> _Data records_:

[Start of Attachment]

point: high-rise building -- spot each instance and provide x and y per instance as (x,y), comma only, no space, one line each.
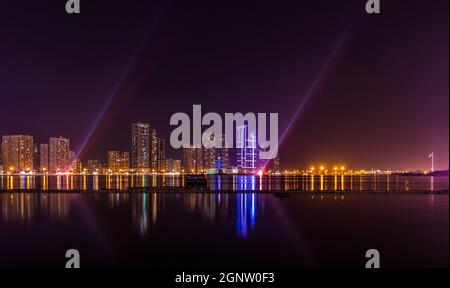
(172,165)
(276,165)
(140,146)
(94,166)
(72,158)
(36,156)
(118,161)
(59,155)
(193,161)
(154,150)
(246,149)
(209,156)
(76,166)
(223,156)
(161,155)
(43,157)
(17,153)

[End of Attachment]

> _Your instructions_: With the images excluded, reproduce the data above precisely as written.

> _Task answer_:
point: high-rise building -- spot each instance and provide x and y per instance as (x,y), comma only, no space, one line each.
(172,165)
(276,165)
(140,146)
(94,166)
(72,158)
(36,156)
(118,161)
(59,155)
(193,161)
(154,150)
(246,149)
(209,156)
(76,166)
(223,156)
(161,155)
(43,157)
(17,153)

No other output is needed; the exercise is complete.